I'd like every line from the material below that has "canopy" in it.
---------- Records supplied ----------
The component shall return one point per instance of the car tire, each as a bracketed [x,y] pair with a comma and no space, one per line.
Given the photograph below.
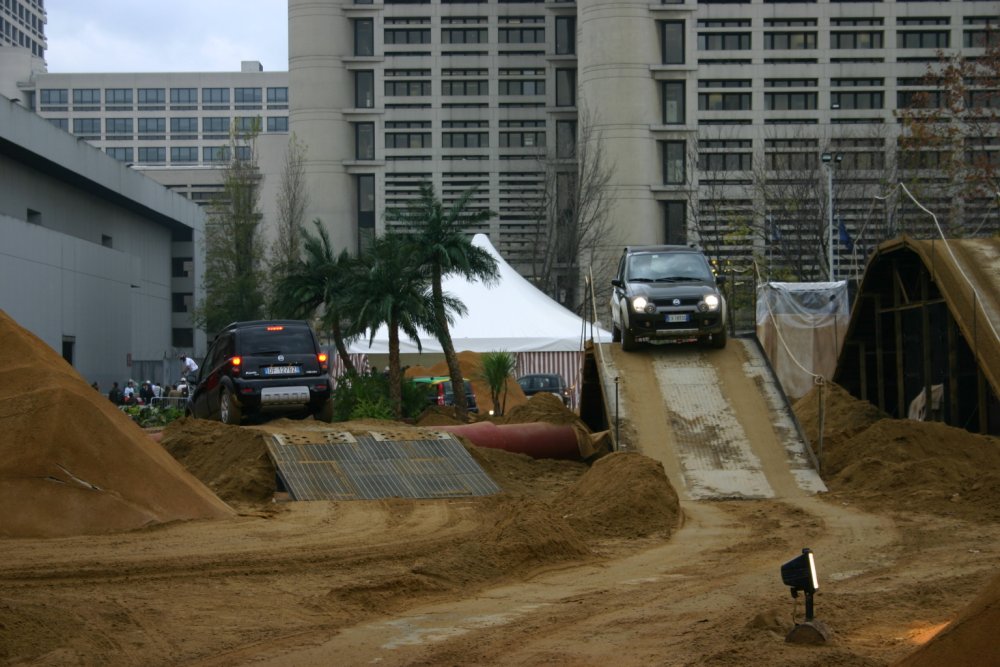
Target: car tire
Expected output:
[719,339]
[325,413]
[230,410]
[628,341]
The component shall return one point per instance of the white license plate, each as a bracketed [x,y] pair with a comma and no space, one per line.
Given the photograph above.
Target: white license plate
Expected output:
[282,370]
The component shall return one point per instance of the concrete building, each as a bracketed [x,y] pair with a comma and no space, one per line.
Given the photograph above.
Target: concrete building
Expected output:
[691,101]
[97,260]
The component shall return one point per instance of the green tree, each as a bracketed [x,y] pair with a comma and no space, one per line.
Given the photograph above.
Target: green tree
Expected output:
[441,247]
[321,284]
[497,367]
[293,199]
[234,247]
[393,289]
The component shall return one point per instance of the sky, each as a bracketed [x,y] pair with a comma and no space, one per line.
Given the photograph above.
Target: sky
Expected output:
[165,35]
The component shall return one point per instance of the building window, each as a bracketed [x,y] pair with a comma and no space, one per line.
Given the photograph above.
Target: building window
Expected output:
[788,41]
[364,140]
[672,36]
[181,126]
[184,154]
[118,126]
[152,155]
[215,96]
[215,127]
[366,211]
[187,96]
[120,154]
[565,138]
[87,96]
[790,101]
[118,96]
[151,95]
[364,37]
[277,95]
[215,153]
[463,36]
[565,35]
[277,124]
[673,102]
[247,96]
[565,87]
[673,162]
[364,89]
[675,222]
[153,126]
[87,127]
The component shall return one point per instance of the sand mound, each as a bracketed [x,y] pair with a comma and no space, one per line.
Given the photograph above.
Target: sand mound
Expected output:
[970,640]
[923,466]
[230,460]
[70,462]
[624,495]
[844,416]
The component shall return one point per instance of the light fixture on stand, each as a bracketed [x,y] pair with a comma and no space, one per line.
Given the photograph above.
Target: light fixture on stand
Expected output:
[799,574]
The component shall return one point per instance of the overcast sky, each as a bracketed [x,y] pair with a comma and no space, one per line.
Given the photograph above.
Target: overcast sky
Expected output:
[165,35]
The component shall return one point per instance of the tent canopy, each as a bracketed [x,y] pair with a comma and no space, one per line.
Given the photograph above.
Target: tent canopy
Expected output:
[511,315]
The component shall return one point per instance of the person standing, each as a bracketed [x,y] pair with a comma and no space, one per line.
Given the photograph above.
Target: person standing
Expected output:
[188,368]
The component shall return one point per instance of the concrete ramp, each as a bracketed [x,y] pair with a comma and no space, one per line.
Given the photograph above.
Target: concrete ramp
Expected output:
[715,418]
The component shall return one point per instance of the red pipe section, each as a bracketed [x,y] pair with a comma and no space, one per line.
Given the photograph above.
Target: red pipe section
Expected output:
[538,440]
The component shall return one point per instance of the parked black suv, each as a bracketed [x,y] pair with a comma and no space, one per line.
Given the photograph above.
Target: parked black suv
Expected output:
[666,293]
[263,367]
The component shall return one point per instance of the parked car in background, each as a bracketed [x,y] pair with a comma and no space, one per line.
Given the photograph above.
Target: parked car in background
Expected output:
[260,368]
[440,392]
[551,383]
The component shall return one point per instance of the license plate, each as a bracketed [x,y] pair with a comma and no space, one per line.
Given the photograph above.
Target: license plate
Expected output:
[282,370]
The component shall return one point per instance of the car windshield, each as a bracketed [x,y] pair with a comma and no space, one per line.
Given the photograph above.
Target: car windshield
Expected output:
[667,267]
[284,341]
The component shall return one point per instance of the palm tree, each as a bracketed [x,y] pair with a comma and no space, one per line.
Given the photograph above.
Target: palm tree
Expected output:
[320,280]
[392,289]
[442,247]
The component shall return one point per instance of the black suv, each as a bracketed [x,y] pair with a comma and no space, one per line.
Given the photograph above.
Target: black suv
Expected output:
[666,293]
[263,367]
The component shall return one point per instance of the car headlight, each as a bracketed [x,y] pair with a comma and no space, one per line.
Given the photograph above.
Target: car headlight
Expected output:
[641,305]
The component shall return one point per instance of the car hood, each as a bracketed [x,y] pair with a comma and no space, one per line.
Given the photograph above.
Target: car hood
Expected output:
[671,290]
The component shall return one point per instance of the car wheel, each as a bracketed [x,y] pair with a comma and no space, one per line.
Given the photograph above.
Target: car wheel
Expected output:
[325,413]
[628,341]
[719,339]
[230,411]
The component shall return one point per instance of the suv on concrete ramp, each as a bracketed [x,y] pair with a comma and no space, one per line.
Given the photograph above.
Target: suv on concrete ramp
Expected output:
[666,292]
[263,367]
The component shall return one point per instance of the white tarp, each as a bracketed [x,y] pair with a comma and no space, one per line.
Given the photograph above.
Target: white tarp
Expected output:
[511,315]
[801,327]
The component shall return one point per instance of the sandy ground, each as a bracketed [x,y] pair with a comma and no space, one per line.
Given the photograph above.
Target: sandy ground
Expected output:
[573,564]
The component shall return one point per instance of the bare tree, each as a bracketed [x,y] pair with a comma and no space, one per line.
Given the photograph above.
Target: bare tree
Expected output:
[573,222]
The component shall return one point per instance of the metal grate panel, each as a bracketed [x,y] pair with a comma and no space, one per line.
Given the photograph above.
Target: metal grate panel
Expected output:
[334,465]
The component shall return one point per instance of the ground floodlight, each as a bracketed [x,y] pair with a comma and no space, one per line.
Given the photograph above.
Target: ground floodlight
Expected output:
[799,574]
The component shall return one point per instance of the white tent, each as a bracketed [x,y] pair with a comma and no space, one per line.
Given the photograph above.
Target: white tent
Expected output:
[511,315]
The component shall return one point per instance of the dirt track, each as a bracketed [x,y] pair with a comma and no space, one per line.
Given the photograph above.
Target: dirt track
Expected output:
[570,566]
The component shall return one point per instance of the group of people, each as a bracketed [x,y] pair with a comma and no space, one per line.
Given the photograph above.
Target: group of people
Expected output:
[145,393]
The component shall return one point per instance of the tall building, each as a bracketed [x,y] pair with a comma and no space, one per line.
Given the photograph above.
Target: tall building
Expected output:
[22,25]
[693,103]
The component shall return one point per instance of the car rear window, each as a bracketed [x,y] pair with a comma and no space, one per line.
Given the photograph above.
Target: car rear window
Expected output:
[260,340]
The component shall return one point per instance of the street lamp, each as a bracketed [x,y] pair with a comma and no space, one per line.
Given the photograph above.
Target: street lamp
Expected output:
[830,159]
----------
---------- Records supplied ----------
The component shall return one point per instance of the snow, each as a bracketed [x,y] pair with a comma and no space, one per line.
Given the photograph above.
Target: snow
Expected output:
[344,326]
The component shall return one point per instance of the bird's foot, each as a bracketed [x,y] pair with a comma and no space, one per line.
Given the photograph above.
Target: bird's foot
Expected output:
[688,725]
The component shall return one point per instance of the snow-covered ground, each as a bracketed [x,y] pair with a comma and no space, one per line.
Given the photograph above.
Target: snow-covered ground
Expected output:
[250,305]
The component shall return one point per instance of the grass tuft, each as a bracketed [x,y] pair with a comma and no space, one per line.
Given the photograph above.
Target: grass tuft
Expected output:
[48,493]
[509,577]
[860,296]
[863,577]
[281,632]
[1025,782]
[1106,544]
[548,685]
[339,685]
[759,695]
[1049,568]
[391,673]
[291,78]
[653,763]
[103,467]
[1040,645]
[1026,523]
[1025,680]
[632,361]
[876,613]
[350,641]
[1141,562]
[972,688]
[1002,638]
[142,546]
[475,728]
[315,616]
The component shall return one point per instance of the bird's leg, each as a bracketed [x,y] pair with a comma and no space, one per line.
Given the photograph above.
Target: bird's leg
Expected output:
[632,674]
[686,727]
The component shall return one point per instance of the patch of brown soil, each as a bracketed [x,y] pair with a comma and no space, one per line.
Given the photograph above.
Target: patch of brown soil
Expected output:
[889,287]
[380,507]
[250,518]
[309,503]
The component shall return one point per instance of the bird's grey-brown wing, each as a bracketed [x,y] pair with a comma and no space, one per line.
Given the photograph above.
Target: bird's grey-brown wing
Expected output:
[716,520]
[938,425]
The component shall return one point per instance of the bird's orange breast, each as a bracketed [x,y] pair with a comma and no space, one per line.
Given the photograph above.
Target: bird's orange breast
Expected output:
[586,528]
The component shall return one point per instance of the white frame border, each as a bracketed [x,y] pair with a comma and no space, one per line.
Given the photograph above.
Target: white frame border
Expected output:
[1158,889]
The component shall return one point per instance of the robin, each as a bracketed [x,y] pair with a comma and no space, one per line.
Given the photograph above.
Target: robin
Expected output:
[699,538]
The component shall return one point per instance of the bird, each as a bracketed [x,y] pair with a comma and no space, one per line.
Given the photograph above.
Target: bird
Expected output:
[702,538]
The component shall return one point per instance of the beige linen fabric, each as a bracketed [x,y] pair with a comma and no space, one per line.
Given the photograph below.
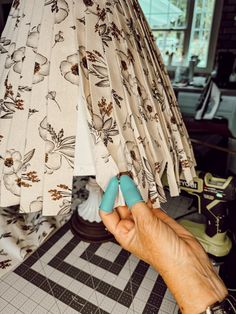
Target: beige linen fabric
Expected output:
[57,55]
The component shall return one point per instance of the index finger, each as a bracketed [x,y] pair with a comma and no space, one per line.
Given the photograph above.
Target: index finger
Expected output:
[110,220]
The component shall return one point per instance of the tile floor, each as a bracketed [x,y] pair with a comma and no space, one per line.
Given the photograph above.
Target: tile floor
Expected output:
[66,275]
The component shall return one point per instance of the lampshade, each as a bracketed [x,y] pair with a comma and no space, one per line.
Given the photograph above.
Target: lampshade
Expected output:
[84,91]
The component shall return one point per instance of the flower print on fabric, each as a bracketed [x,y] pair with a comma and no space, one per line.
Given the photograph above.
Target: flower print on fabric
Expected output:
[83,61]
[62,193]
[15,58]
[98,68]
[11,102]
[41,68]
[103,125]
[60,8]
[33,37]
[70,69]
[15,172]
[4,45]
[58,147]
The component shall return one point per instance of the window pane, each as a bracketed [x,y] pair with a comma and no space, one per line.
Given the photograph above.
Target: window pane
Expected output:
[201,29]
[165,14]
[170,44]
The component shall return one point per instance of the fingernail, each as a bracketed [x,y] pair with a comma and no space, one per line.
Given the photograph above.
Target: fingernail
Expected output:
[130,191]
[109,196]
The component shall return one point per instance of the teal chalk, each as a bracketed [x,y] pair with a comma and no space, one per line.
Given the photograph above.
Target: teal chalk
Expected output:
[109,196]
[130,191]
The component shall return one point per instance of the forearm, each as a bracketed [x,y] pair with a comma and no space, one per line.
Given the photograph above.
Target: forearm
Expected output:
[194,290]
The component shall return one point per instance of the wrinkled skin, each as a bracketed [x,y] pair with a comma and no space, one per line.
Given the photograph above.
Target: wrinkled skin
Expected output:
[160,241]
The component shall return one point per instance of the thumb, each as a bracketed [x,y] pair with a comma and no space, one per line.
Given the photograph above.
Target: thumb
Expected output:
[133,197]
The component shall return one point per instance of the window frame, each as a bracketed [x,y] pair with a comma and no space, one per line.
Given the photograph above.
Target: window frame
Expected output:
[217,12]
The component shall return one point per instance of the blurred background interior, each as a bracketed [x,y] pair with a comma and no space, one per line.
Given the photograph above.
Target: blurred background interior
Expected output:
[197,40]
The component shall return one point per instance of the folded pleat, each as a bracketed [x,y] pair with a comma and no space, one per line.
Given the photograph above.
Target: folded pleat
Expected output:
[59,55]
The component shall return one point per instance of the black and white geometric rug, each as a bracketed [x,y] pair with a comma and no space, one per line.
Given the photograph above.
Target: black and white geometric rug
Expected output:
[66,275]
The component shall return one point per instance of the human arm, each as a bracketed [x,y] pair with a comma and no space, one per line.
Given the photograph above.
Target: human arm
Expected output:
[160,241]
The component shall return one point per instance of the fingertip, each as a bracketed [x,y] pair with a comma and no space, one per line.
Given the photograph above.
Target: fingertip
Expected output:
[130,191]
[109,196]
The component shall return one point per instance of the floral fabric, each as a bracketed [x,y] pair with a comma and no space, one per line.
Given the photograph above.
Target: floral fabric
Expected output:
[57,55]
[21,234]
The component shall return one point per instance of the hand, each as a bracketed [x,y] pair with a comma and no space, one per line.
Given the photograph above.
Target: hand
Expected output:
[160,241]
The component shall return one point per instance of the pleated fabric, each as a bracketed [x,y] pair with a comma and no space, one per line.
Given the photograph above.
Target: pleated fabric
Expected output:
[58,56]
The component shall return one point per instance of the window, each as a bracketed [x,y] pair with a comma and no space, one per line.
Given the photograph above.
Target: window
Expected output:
----------
**Answer to this task**
The component shall return one point per instance of the tent canopy, each as a bracketed [x,y] pair with a comma and no space, one per line.
Target: tent canopy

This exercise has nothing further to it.